◆ YOUR INSTRUCTIONS: Only the lines from the one with "Every instance of the blue jeans" through the final line should be given again, exactly as they appear, minus the pictures.

===============

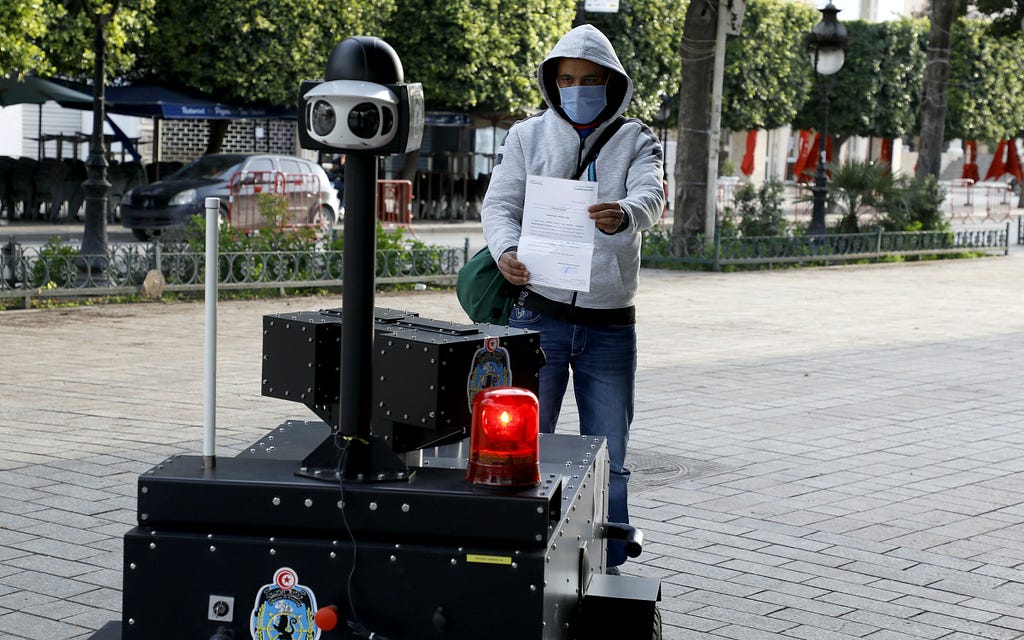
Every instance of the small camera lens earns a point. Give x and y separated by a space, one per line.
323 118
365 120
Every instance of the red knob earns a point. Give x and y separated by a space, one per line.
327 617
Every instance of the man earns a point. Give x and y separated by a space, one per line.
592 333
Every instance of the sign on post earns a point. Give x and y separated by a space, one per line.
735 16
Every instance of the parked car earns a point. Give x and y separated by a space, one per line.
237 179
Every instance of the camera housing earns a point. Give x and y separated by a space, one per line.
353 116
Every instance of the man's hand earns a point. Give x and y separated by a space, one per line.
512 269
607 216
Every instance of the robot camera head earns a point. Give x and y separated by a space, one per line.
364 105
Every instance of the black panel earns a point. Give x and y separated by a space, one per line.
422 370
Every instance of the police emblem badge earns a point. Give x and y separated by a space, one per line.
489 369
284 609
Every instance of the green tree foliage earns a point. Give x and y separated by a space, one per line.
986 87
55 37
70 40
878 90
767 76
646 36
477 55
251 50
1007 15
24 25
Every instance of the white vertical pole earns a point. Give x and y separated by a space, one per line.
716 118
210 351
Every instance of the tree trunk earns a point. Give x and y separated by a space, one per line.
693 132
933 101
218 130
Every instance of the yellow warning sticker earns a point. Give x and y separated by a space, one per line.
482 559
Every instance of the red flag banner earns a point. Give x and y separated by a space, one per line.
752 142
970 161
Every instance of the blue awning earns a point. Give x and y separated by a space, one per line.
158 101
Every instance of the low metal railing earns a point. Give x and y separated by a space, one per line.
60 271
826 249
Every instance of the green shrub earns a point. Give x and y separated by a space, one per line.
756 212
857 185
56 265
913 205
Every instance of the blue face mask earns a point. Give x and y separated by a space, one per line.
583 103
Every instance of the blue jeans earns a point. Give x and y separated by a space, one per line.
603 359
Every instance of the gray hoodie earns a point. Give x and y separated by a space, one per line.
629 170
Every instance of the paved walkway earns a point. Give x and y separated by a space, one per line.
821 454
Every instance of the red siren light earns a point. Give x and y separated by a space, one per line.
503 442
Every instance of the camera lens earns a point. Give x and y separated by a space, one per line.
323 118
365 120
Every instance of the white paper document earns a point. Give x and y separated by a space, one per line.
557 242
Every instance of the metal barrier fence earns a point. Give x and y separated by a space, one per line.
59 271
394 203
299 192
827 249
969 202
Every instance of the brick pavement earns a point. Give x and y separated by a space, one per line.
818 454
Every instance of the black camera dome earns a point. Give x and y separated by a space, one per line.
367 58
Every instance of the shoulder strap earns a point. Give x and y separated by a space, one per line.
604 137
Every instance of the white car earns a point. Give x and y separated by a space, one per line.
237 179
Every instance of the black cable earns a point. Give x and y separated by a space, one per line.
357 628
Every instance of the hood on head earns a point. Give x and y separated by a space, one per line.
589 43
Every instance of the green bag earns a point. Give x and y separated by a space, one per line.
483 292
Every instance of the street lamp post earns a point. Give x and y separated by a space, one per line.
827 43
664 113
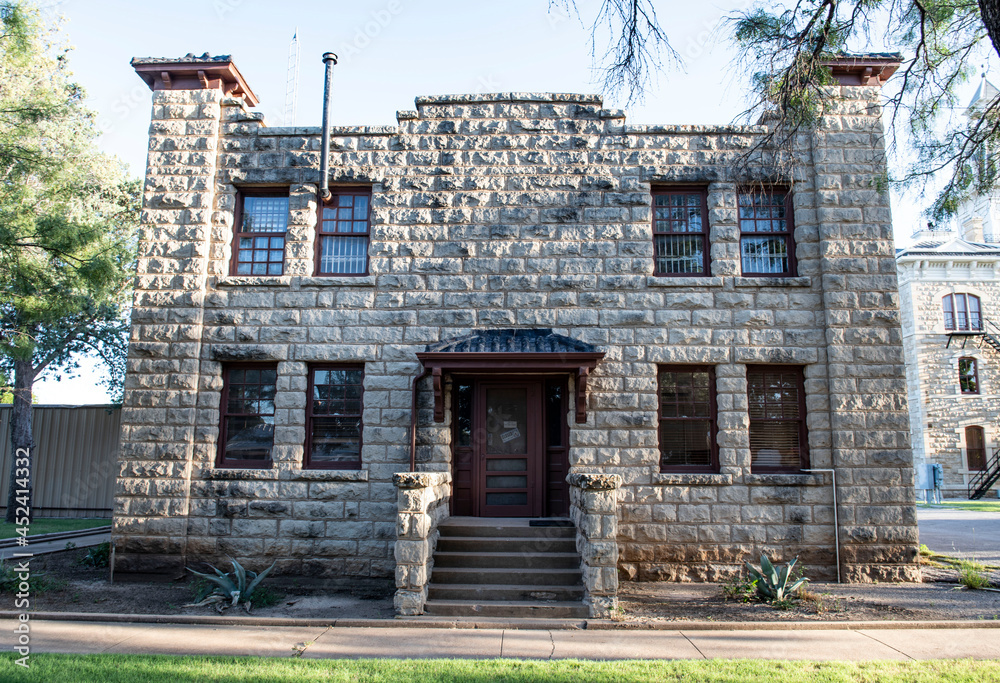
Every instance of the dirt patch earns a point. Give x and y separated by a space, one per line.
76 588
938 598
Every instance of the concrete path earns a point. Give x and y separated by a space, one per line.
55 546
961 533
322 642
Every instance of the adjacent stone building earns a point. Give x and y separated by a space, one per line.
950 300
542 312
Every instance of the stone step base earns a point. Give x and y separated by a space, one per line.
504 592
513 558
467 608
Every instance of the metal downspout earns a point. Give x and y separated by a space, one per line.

===============

◆ ANSWER TO THIS TASK:
Every instance of the blue jeans earns a point. Give x and y separated by a space, one per line.
603 359
Every instance of the gray hoodie earns a point. Give x and y separated by a space, one per line.
629 170
Every instance of the paved walkway earns a point. Give x and y separated by a space, one per line.
821 454
Every instance of the red siren light earns a point. Give x and y separated by a space, one per line.
503 442
Every instance of the camera lens earns a point. Give x and y separated by a space, one per line.
323 118
365 120
Every instance of the white paper document earns a point. Give x and y separated by a space, one per line.
557 242
Every instance of the metal barrier fence earns a point. Give x and y separated by a space, one per line.
59 271
394 203
299 192
827 249
969 202
Every instance of the brick pavement earns a point. Give x and y separated by a space, one per line.
818 454
Every instance of the black camera dome earns a point. Give x and y separated by a space, one per line.
367 58
Every instance of the shoulder strap earns a point. Give x and y separated by a space, one per line.
604 137
Every instance of the white car earns a point. Give x and y separated by a space, one per line.
237 179
Every instance of the black cable earns a point. Give x and y separated by a space, one per line.
357 628
Every instance of the hood on head earns a point. Give x and y separated by a space, one per line.
589 43
Every instance of the green bag earns a point. Give x and y separated by a space, one per line.
483 292
Every instance of the street lamp post earns a point. Give x and y separated by a space, one per line.
827 43
664 113
Every instance of the dirt patch earns a point. Give x and y separated by a space, one per line.
76 588
938 598
Every instance of the concrete path earns a point. Give x and y separated by a space, one per line.
55 546
961 533
322 642
Every instance of the adjacent stone building earns a point. Give x and y separated by a space, one per line.
950 300
542 312
Every instance of the stone step base earns a point. Give x and y separated by a space, one per line.
504 592
513 558
467 608
Every instance of the metal downspout earns a point. Give x and y separated by a space, one per line.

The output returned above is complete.